TASK LIST.
**1.** Extract the passage of the article on Oliver Stone's Savages starting with "The always-controversial Oliver" and going on through "unfiltered truth bomb.".
**2.** Answer these questions using the article on Oliver Stone's Savages:
(a) For which film did Stone win his Best Director Oscar?
(b) Who plays the cartel's number-one henchman in Savages?
(c) In what year was Natural Born Killers released?
**3.** In the article on Oliver Stone's Savages, condense the paragraph beginning "The sweet leaf is about to get" into a shorter version that keeps its main facts.

TEXT BLOCK.
---
The always-controversial Oliver Stone presents an offhand tribute to marijuana in his latest pulpy narco-drama Savages
"Obviously, my life has been interwoven with drugs and drug use,’ Oliver Stone says, flashing his famous gap-toothed grin. It’s the same smile you’ve seen dozens, maybe hundreds, of times over the past 25 years, ever since Stone stood on the Dorothy Chandler Pavilion stage and beamed it to millions of TV viewers, his Best Director Oscar for Platoon in hand. When he deploys the grin in person, you get the feeling the 65-year-old filmmaker is about to drop an unfiltered truth bomb.
‘It’s in my work, dating back to my screenwriting days: Midnight Express is a movie about injustice that starts with a bag of hashish. Scarface is, well, [about] Scarface – the man with his head in a mountain of blow – though really it’s a movie about power. In Vietnam, grass helped many of us deal with the situation we were in. There was a point where my personal freedom and my survival were tied up in drugs, before I went overboard. But I have a lot of gratitude when it comes to marijuana.’
The sweet leaf is about to get quite an offhand tribute from Stone, as his latest movie, Savages, features plenty of loving close-ups of prime West Coast marijuana. (The director has gone on the record to say that California currently has the best homegrown pot in the world; if the state’s tourism board were smart, it would nab Stone for a public-service announcement immediately.) His stylised adaptation of Don Winslow’s bestseller is anything but a pro-drug movie, however, even if it focuses on two young entrepreneurs – the Zen-hippie botanist Ben (Aaron Johnson, Kick- Ass) and the ex-Marine brute Chon (Taylor Kitsch, John Carter) – living the SoCal high life by selling super-weed. A Mexican cartel is interested in partnering with the dealers; when the gents’ mutual live-in girlfriend (Blake Lively) is kidnapped by the organisation’s number-one henchman (Benicio Del Toro), a south-of-the-border bloodbath becomes inevitable.
For those scratching their heads – an outré crime story about pot growers and gangsters, made by the guy who did Nixon? – it helps to remember that the often politically provocative Stone has dabbled in pulp artistry before (1997’s U Turn), and that the highly expressionistic tricks he employs in Savages (elliptical edits, dizzying camera angles, a mix-and-match approach to colour and film stocks) are the same ones he used in 1994’s Natural Born Killers.
---
RECORDED DATA.
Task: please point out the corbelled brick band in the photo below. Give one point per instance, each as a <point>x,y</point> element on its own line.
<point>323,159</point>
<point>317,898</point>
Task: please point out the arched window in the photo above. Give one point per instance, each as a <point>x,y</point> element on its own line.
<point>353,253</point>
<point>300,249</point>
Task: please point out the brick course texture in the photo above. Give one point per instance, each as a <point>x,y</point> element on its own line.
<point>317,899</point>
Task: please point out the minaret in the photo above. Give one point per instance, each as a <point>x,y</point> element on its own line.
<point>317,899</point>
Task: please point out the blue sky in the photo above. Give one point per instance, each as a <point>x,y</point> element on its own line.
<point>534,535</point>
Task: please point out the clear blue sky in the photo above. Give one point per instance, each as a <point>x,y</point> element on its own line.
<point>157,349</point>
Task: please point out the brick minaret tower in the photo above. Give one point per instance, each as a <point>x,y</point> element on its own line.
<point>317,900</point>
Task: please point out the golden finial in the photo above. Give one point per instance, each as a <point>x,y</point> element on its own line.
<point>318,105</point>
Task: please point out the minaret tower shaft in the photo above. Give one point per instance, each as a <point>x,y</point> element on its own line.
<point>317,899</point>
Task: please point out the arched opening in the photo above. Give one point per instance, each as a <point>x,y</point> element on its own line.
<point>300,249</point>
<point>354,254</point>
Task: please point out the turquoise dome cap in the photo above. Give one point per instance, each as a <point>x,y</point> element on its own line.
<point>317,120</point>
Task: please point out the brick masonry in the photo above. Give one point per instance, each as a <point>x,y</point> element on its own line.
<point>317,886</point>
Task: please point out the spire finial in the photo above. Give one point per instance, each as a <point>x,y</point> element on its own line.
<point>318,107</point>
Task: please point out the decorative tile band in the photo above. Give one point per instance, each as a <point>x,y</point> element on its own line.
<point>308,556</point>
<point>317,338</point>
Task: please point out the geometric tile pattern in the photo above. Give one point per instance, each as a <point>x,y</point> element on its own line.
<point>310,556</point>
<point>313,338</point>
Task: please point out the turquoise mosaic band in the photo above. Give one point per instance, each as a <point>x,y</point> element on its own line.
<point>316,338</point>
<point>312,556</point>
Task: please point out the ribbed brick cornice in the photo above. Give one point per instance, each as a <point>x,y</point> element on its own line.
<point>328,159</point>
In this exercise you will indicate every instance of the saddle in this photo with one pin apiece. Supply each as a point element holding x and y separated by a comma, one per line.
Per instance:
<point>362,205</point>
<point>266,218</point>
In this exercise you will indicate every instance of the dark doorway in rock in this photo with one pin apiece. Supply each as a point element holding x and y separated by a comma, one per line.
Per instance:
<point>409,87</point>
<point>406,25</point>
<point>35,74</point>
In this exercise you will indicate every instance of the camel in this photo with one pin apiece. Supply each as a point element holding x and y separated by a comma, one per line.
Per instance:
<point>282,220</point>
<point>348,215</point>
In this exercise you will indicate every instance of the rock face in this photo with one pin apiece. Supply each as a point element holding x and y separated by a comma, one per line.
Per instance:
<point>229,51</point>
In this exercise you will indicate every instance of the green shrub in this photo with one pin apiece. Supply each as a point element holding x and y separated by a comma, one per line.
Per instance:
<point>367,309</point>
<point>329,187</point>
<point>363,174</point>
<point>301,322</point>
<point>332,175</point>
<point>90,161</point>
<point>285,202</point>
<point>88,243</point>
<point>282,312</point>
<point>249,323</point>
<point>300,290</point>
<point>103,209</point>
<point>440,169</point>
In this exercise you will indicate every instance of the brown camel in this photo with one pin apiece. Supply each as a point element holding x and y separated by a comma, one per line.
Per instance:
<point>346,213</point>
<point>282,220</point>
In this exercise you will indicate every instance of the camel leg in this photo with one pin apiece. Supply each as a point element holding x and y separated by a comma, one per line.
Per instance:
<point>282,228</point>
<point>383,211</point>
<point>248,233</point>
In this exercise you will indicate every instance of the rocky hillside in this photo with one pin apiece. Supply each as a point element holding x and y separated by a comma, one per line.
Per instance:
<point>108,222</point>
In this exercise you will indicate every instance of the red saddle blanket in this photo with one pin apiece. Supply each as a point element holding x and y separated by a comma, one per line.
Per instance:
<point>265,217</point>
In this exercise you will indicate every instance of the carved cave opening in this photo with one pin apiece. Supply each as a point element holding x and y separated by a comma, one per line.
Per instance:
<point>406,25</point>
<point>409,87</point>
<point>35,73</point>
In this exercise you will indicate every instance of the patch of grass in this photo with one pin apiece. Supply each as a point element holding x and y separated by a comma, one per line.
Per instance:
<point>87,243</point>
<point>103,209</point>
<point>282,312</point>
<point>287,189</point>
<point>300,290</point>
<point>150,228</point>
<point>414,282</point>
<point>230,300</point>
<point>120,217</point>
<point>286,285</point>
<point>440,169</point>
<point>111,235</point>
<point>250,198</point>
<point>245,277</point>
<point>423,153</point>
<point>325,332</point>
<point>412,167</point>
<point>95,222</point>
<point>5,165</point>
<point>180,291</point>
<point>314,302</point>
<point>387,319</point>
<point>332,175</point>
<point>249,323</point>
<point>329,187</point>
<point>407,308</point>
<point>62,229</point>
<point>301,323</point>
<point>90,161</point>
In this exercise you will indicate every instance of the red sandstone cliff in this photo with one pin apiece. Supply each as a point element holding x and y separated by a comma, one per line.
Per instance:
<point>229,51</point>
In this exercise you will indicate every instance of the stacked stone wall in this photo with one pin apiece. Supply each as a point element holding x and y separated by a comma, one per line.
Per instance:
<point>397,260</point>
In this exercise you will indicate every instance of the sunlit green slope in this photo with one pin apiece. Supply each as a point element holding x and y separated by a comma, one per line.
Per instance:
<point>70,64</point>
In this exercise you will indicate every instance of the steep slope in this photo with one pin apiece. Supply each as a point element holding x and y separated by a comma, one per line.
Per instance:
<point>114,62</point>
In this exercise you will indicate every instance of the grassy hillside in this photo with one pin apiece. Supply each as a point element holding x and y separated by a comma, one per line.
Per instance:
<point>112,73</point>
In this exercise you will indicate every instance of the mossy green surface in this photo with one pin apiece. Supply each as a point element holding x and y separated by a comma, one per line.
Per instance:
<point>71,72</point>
---
ANSWERS FOR THE TASKS.
**1.**
The always-controversial Oliver Stone presents an offhand tribute to marijuana in his latest pulpy narco-drama Savages
"Obviously, my life has been interwoven with drugs and drug use,’ Oliver Stone says, flashing his famous gap-toothed grin. It’s the same smile you’ve seen dozens, maybe hundreds, of times over the past 25 years, ever since Stone stood on the Dorothy Chandler Pavilion stage and beamed it to millions of TV viewers, his Best Director Oscar for Platoon in hand. When he deploys the grin in person, you get the feeling the 65-year-old filmmaker is about to drop an unfiltered truth bomb.

**2.**
(a) Platoon
(b) Benicio Del Toro
(c) 1994

**3.** Stone's new film, Savages, pays an offhand tribute to marijuana with many loving close-ups of prime West Coast pot. He has said California grows the best homegrown pot in the world. Still, his stylized adaptation of Don Winslow's bestseller is not a pro-drug movie. It follows two young entrepreneurs who live the SoCal high life by selling super-weed: Ben, a Zen-hippie botanist (Aaron Johnson), and Chon, an ex-Marine brute (Taylor Kitsch). A Mexican cartel wants to partner with them. When the cartel's number-one henchman (Benicio Del Toro) kidnaps the pair's shared live-in girlfriend (Blake Lively), a bloodbath south of the border becomes inevitable.